[BEGIN Input data]

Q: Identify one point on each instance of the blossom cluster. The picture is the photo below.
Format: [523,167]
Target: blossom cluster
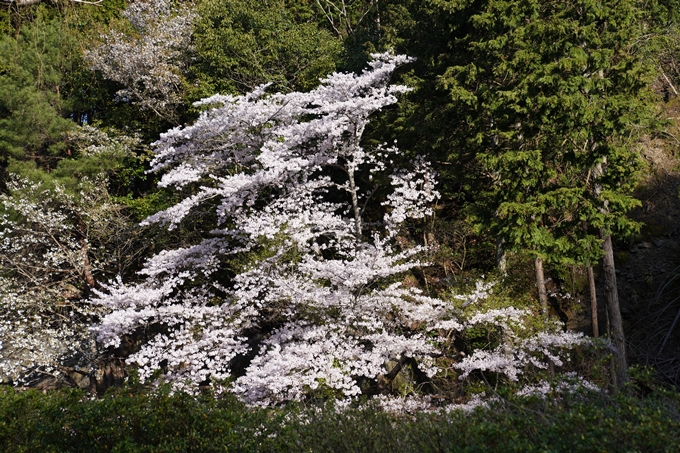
[150,59]
[45,255]
[291,291]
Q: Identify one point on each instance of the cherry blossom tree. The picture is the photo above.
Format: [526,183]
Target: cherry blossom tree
[150,57]
[293,291]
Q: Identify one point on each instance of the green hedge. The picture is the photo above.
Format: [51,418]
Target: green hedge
[131,420]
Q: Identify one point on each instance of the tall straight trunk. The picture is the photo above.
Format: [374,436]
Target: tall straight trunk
[620,372]
[540,283]
[355,202]
[501,261]
[593,302]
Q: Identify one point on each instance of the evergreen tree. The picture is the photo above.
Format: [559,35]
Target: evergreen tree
[542,104]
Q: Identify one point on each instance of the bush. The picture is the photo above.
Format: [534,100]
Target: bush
[132,420]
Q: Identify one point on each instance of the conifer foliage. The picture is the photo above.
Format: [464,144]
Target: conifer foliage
[293,291]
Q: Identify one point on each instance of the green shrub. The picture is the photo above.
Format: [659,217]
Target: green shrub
[135,420]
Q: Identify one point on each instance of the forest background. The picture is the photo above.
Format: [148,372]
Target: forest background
[550,126]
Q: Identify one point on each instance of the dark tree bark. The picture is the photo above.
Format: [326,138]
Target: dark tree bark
[593,302]
[540,283]
[620,371]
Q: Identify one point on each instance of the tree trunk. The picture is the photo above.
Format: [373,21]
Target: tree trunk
[540,283]
[593,302]
[620,372]
[501,261]
[355,201]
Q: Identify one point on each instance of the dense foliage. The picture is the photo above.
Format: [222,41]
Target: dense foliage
[137,422]
[191,190]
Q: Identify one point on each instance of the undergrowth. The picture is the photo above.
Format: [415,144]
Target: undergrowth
[645,417]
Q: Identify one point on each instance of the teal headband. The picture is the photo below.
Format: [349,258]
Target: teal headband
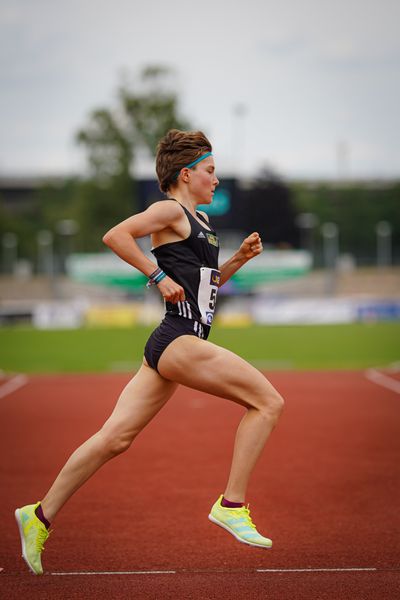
[190,165]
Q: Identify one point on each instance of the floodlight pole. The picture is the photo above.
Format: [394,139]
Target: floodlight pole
[331,251]
[383,244]
[9,243]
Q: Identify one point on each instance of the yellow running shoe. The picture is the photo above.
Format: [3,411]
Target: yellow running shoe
[238,522]
[33,536]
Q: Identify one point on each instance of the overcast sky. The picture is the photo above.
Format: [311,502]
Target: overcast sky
[318,81]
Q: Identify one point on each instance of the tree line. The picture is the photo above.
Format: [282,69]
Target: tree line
[113,138]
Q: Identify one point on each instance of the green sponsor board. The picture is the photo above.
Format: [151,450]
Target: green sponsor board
[109,270]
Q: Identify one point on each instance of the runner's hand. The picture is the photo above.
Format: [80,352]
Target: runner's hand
[171,291]
[251,246]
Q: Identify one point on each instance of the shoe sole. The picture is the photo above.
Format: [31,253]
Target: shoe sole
[214,520]
[21,535]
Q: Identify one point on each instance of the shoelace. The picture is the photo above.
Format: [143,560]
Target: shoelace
[239,514]
[42,536]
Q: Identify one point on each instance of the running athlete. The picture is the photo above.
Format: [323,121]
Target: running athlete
[188,277]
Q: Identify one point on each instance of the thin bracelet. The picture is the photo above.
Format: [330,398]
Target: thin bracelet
[157,276]
[160,277]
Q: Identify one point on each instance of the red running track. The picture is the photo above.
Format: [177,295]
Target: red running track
[326,491]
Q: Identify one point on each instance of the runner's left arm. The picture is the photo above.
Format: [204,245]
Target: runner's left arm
[250,247]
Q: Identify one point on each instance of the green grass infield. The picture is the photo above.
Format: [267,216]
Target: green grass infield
[355,346]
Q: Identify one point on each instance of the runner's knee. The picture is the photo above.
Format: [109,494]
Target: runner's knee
[115,441]
[272,405]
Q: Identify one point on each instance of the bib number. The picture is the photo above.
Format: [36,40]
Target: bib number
[207,296]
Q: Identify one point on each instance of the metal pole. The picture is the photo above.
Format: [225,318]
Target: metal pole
[45,252]
[306,223]
[383,244]
[10,252]
[331,251]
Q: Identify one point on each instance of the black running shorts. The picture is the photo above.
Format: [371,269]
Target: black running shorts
[171,327]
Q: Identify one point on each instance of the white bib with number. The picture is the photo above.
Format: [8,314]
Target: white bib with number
[207,295]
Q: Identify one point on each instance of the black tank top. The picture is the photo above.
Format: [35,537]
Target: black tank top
[193,263]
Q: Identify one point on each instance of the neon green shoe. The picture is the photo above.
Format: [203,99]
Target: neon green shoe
[238,522]
[33,536]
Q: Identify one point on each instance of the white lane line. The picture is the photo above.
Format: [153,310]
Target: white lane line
[12,385]
[383,380]
[317,570]
[305,570]
[116,573]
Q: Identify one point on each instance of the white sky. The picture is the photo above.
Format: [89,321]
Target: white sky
[313,75]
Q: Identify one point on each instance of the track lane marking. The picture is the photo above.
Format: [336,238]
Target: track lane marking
[318,570]
[116,573]
[219,571]
[383,380]
[13,385]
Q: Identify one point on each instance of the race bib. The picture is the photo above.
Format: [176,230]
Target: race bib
[207,296]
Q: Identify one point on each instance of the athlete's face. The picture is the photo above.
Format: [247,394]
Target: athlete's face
[203,181]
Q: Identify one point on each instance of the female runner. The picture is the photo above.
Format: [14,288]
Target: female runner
[188,277]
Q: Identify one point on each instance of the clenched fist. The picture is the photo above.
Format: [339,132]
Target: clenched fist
[251,246]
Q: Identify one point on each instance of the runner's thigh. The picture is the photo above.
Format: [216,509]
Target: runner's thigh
[141,399]
[204,366]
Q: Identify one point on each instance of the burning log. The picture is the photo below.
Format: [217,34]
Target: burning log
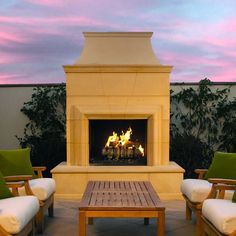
[122,147]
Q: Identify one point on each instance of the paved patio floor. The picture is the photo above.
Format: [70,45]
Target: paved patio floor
[65,222]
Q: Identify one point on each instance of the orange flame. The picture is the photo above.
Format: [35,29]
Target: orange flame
[112,138]
[141,149]
[124,138]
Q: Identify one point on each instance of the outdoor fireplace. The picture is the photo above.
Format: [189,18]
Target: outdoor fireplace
[118,142]
[117,106]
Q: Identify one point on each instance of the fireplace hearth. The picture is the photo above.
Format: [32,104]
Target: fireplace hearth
[118,142]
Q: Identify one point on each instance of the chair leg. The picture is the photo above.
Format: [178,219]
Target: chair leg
[51,210]
[188,214]
[199,223]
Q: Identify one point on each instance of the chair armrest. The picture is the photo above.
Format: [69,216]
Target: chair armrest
[220,185]
[39,170]
[17,178]
[201,172]
[222,181]
[14,187]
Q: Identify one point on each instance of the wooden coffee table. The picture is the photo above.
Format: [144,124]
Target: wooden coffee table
[127,199]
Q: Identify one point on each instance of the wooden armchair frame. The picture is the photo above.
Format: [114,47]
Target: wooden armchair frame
[48,204]
[29,229]
[220,186]
[195,206]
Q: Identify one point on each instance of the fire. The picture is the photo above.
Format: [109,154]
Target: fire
[141,149]
[112,139]
[124,138]
[122,146]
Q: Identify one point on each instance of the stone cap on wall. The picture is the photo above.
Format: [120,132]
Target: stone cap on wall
[117,48]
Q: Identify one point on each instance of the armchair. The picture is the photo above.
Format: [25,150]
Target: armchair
[17,162]
[195,191]
[219,215]
[17,214]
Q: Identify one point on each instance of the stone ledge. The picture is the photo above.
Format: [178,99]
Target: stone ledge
[64,168]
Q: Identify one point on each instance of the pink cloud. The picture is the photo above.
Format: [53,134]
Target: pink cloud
[10,36]
[12,79]
[49,3]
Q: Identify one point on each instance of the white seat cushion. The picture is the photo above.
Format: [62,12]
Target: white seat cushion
[221,213]
[196,190]
[42,188]
[16,212]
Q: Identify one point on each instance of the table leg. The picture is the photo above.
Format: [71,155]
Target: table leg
[146,221]
[161,223]
[82,223]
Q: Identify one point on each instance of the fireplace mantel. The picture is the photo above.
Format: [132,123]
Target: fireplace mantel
[118,77]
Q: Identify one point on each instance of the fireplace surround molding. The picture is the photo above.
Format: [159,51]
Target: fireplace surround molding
[117,77]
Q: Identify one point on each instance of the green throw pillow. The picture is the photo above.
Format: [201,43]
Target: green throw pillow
[16,162]
[223,166]
[234,197]
[4,190]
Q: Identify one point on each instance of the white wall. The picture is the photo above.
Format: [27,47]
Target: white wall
[13,121]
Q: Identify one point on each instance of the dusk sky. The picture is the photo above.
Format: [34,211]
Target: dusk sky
[37,37]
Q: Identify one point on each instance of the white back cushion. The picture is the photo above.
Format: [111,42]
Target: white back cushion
[16,212]
[221,213]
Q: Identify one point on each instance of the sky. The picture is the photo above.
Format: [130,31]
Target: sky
[38,37]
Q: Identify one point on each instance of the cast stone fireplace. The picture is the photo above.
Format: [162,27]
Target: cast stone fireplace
[118,108]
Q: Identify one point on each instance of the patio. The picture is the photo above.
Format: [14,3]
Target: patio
[65,222]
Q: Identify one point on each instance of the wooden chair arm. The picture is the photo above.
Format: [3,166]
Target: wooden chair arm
[201,173]
[22,179]
[222,181]
[14,187]
[17,178]
[39,170]
[220,186]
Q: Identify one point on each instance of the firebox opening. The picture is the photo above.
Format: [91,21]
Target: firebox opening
[118,142]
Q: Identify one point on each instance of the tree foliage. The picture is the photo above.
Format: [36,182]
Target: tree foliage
[45,132]
[201,120]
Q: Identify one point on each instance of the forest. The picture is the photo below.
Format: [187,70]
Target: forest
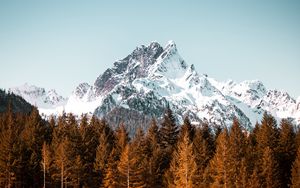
[86,152]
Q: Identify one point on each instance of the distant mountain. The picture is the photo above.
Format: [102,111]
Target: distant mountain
[45,100]
[17,103]
[153,77]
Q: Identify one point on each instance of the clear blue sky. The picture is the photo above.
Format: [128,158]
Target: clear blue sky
[58,44]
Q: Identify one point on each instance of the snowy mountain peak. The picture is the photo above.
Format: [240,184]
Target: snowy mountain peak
[153,77]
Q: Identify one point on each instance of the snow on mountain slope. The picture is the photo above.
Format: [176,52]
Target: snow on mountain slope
[39,96]
[153,77]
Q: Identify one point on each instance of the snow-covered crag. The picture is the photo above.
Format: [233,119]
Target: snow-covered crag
[152,77]
[46,101]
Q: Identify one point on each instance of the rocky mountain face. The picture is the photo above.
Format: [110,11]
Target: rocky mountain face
[153,77]
[15,102]
[38,96]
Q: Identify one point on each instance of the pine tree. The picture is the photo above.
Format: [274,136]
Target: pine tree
[183,165]
[168,139]
[46,160]
[102,155]
[255,179]
[153,157]
[236,153]
[112,176]
[87,142]
[64,161]
[270,168]
[295,180]
[219,163]
[33,136]
[187,128]
[169,130]
[130,171]
[268,133]
[287,151]
[204,149]
[9,148]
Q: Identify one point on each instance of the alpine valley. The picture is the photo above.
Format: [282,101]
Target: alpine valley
[153,77]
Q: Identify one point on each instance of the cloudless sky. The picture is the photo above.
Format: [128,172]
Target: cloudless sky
[61,43]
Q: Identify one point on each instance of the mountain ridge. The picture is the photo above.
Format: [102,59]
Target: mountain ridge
[153,77]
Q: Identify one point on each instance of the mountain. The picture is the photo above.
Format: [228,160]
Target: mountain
[153,77]
[46,100]
[18,104]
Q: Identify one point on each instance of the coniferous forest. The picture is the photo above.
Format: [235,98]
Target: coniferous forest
[71,152]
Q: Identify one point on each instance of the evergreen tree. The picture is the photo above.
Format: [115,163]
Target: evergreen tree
[87,142]
[102,155]
[9,159]
[183,166]
[130,169]
[153,157]
[296,171]
[187,128]
[33,136]
[236,153]
[64,161]
[169,130]
[46,160]
[168,139]
[219,163]
[270,171]
[287,151]
[204,149]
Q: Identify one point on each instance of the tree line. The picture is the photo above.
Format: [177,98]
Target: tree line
[67,152]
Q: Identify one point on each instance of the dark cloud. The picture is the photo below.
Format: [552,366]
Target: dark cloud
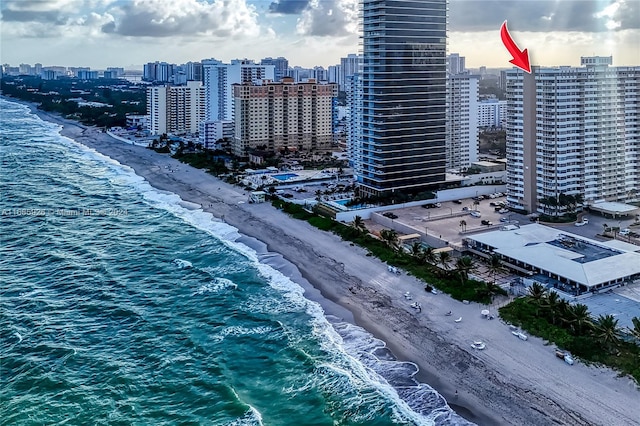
[192,17]
[47,17]
[541,15]
[288,7]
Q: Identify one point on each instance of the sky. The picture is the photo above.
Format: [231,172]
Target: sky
[129,33]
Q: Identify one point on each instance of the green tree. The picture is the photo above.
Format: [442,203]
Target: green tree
[606,331]
[390,237]
[495,265]
[416,249]
[579,319]
[635,331]
[358,223]
[463,266]
[537,295]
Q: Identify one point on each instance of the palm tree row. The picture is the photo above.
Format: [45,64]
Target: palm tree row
[577,319]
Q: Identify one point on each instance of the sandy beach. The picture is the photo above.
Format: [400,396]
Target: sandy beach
[510,382]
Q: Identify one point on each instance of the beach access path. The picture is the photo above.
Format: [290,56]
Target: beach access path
[510,382]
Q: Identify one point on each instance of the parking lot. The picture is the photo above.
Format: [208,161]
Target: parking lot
[444,222]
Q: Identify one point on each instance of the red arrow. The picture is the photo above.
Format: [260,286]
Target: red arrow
[520,58]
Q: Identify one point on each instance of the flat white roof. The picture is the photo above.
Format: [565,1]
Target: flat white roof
[538,245]
[613,207]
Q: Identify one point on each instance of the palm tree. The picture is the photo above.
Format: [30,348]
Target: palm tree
[635,331]
[537,294]
[606,331]
[416,249]
[444,257]
[579,318]
[429,255]
[551,304]
[495,265]
[358,223]
[464,265]
[390,237]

[END Input data]

- _What is being asked_
Beginning with the line that contains "Q: Identify one point on each instance of the dark cloud." in the data above, please copy each line exactly until the last line, both ends included, skipping any pictures.

- _Response below_
Q: Identify one point on each instance of the dark cloud. The picture is the photo below.
Format: [552,366]
Target: dark cloud
[192,17]
[47,17]
[541,15]
[288,7]
Q: Identify one point on each instance of the sky. The picture is the photo above.
Format: [231,172]
Target: sky
[129,33]
Q: Identify one point on each instance of the green tree. The picture is the photo above.
Format: [442,203]
Target: green tree
[606,331]
[390,237]
[495,265]
[416,249]
[579,319]
[635,331]
[358,223]
[463,266]
[537,295]
Q: Identify one point on each instance of the palm tree row. The picture is the photo above.
Format: [45,64]
Target: palm tree row
[577,319]
Q: Identify one point on each instance of the sandy beach. The picture is the photo above.
Format: [400,396]
Target: sandy beach
[510,382]
Q: Identify one point on each instance of the beach access path. The picture is the photo above.
Format: [290,56]
Target: beach access path
[510,382]
Q: Identify one point on each instance of the parking lot. The picture is the photo above.
Format: [208,161]
Target: parking lot
[444,222]
Q: Identify one point on each instance of the red arrow. The picture is the photo above.
Format: [260,286]
Target: red arrow
[520,58]
Q: Identify one point on each instance of the flat white roof. The picture is the photo above.
Format: [565,1]
Target: flat white roof
[538,245]
[613,207]
Q: Identify one point on each instance of the palm tree. The picture is the photo above.
Format: [30,348]
Target: palm tree
[635,331]
[537,294]
[606,331]
[416,249]
[444,257]
[579,318]
[429,255]
[551,304]
[495,265]
[358,223]
[464,265]
[390,237]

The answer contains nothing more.